Repairing and making outdoor gear seem to be common entries into sewing for many men.

“If you do stuff in the outdoors, your stuff sometimes needs mending,” says Dean Priebe, a forester for a private timber company in Leavenworth, Wash. “It’s not part of the outdoorsman way to throw stuff away when it gets a hole in it.”

Priebe’s mom taught him how to use a sewing machine when he was young, and when he grew up and moved away, buying one seemed as sensible as owning a refrigerator or a saw.

“I got a house, and I got a sewing machine,” he says. “I think of it as another tool.”

Priebe shrugs off any suggestion that he’s breaking gender stereotypes by being a man who sews, and he compares the craft to another hobby of his – brewing beer.

“One hundred years ago, it was the women who were making the beer. It was part of their domestic chores,” he says. “When it became commercial and there was money in it, the men took over.”

Being a male sewer “doesn’t need justification,” Priebe says. “Stuff needs to be fixed.”

Sewing outdoor gear is how Paul Fish, the owner of the 26-year-old retail company Mountain Gear Inc. got his start.

While a high school student in the late 1970s, Fish bought a used sewing machine at a thrift shop and taught himself to make clothing and gear for rock climbing, hiking and backpacking.

At first, Fish sewed to save himself money.

“Then I thought I could build things that were better,” he says.

**Written request A:**
Answer these questions about the passage on men who sew:
(i) What is Dean Priebe's job?
(ii) Who taught Priebe to use a sewing machine?
(iii) Where did Paul Fish buy his sewing machine?
**Written request B:** For which activities did Paul Fish make clothing and gear, according to the passage on men who sew?
**Written request C:** Continue the passage on men who sew, starting after its final sentence.
The material that comes next is separate from the passage on men who sew.

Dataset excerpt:
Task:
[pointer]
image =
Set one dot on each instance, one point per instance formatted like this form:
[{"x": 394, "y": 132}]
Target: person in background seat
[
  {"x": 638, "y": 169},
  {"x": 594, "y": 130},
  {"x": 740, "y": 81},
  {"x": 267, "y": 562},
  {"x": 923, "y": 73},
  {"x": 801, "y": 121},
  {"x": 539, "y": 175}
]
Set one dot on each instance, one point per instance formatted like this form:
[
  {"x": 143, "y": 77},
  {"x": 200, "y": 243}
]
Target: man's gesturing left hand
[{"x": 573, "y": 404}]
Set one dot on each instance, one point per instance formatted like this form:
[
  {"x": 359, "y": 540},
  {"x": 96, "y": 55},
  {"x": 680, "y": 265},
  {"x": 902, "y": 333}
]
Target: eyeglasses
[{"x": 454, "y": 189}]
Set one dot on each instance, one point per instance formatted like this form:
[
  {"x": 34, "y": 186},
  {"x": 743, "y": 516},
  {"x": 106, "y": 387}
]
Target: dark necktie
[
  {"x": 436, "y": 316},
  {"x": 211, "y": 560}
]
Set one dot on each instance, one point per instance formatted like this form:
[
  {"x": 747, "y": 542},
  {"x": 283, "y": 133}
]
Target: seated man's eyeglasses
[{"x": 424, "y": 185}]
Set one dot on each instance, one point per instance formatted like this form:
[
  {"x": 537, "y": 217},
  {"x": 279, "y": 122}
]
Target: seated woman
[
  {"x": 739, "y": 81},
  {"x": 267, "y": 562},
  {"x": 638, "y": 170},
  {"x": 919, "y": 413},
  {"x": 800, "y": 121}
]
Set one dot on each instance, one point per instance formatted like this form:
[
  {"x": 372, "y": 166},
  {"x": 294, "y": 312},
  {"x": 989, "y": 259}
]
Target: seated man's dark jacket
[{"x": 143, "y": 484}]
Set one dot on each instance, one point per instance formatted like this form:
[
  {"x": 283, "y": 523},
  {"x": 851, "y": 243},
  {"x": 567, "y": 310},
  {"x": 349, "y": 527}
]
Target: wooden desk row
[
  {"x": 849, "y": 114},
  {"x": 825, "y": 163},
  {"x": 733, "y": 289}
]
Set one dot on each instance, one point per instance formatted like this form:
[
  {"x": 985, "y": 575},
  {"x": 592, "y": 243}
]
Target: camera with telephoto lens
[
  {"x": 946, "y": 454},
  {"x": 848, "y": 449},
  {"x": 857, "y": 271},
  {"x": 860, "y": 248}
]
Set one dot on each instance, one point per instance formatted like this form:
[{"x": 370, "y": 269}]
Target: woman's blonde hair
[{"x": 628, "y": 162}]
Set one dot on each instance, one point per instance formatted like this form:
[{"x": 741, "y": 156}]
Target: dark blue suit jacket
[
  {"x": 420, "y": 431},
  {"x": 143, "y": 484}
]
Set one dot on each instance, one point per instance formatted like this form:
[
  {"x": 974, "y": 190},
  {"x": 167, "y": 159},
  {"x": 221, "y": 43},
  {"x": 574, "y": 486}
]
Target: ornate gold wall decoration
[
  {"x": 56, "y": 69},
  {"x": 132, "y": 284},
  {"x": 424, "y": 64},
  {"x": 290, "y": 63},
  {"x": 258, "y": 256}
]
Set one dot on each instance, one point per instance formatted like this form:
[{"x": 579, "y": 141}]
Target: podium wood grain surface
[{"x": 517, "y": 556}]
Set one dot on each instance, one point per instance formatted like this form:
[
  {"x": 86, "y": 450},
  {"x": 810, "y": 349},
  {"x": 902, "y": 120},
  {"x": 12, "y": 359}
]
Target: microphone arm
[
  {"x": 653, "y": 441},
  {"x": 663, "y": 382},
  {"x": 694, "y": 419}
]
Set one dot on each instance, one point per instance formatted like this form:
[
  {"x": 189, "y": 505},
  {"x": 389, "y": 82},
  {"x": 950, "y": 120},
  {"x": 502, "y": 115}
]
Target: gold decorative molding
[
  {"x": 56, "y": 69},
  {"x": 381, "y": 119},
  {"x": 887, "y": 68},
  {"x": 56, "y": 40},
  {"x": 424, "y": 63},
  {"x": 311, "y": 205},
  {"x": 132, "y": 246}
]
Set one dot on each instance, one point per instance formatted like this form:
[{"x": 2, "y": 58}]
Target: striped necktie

**Final answer A:**
(i) He is a forester for a private timber company in Leavenworth, Wash.
(ii) His mom.
(iii) At a thrift shop.

**Final answer B:** Rock climbing, hiking and backpacking.

**Final answer C:**
He began taking friends’ measurements and sewing them custom backpacks.

“That’s how I wooed my wife,” Fish says. “She still uses hers today, 32 years later.”

The young entrepreneur sold his goods in the student union building at Western Washington University, studying by day and sewing at night.

In 1983, he moved to Spokane and opened a small store downtown. Mountain Gear outgrew that space six years later, and now occupies a large building at 2002 N. Division St.

Fish no longer sews the company’s gear, but he has good memories of growing the business in such an organic way.

While he may have put down his needle and thread, sewing has enjoyed a resurgence in recent years.

Between the fall of 2006 and 2007, the most recent year for which data is available, the number of adult Americans who sew grew by 4.6 percent, to 17.2 million, says Rachel Cohen, director of multimedia marketing for SVP Worldwide, which owns the Singer Sewing Co.

That same survey showed that the number of people who own sewing machines grew by 5.6 percent, to almost 68 million.

Cohen suspects sewing machine sales might have dipped in recent months, given the poor economy. Still, she says, “People are looking to crafts that can help them save money, and in the long run sewing can certainly do that.”

The company doesn’t have data about men specifically, but Cohen often hears stories about nontraditional sewers, including a male skateboarder on the West Coast who embroiders intricate designs on his T-shirts.

“He has a hard exterior shell, but he’s extremely crafty with his hands,” she says.

The American Sewing Guild, a nonprofit organization that promotes sewing as an art and life skill, first noticed its membership climb after the Sept. 11 terrorist attacks.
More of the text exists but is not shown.